=== Written problem ===
Reproduce each of the following entries verbatim, preserving every line without alteration.

=== Entries provided ===

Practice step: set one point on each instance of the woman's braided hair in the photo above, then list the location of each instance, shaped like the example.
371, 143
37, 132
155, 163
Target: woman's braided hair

=== Completed task ===
Practice step: set one point on each instance of the woman's braided hair in the photo above, then list the location of each instance, shaped like the example.
371, 143
37, 132
155, 163
Target: woman's braided hair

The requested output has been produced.